» Excerpt:

No no it is erectile. I didn't know how to handle it, I tried to make light of it because to me he hadn't changed, he was still manly and wonderful. And when I saw that I had made a terrible mistake, I took the blame that he was no longer attracted to me. He jumped on that and that is when the whole thing went down. I mentioned viagara but he said he didn't want to be on pills the rest of his life. I said plenty of people took it and it was not a diminishment. But nothing worked and he hates me. I did mention marriage counseling but to no avail. I apologized many times, nothing worked, nothing. I didn't know what to do and then he kept leaving me. In one conversation in March (on his camping trip) he finally returned my cell calls and he said he was confused & he didn't know what he was doing. I said if he enjoyed bikes so much I would get one and we could get counseling. But when he got back he denied the conversation. I felt so rejected and he was hot & heavy w/the facebook woman that I really didn't think I had any alternative but to separate and then it escalated. Told family etc... It is a nightmare. Tomorrow I sign papers and he is not stopping me. 
Should I ask one more time, if this is what he wants?


----------



## brighterlight (Aug 13, 2009)

Oooffff! Well, if you already - AND I MEAN REALLY DOWN DEEP INSIDE have decided to move and sign the papers then I would not waste any more time. I know, that is harsh.

But, if you still love him and want to make your marriage work, then I would ask one more time. I am wondering though:

Did he finally go to counseling?
Did he actually try Viagara?
Did he ask about alternative meds like Cialis?
Did he even see a doctor about it because I am surprised the Dr. did not mention this to him?

Also, many times, it is a mental block that will not allow him to get an E. So a counselor might have been invaluable but quite honestly, a doctor should be able to determine whether it is mental, physiological on a physical problem - I don't think Viagara will do much for him if this is all in his head - pardon the pun.

Really though, it sounds to me as if he might have felt as if you thought he was joking when you thought that he was not attracted to you. Or maybe you touched a nerve there because there may have been some element of truth, I don't know but either way, I think he may have been offended by the fact that he wanted to follow through with sex but physically couldn't and on top of that, you joked around about it, even if you didn't mean it. I honestly can't imagine, as a man, what it would be like to not be able to have and enjoy sex; I would be all over anything that might help me, Doctors, Viagara, Cialis, porn, counselors, whatever it took to try to get back in the saddle. So I am kind of leary of why he would reject all of that. Oh well, I am ranting now.


----------



## Sparkles422 (Jun 3, 2011)

He won't see a doctor. He will not take viagara, he will not go to counseling and he acts as if this is the happiest day he has had in a long time. He said (3 months ago) that this has been over for 18 mos. but yet he bought a diamond bracelet, pendant and earrings in October, 2 new chairs in December and built an enclosed garden in February. A month ago, he screamed in my face that he had loved me, and now he hates me, hates me. It is so erratic.

» Exercise instructions:
Can you rewrite the paragraph in the thread that begins "He won't see a doctor" as a short bulleted list that keeps its main facts?

» Recorded information:
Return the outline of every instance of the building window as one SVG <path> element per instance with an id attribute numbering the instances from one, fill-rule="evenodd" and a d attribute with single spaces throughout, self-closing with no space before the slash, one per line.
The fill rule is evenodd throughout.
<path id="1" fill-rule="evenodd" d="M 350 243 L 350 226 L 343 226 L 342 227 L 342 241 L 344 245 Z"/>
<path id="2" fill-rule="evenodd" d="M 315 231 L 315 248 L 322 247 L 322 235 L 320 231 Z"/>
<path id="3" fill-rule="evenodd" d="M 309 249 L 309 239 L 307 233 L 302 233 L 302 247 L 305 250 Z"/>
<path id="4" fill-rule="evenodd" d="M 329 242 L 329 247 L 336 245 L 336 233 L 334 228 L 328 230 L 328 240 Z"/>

» Output of the exercise:
- He refuses to see a doctor, take viagara, or go to counseling.
- He acts as if this is the happiest day he has had in a long time.
- Three months ago, he said it had been over for 18 months.
- Yet he bought a diamond bracelet, pendant and earrings in October, bought two new chairs in December, and built an enclosed garden in February.
- A month ago, he screamed that he had loved the writer, and now he hates the writer.
- His behavior is erratic.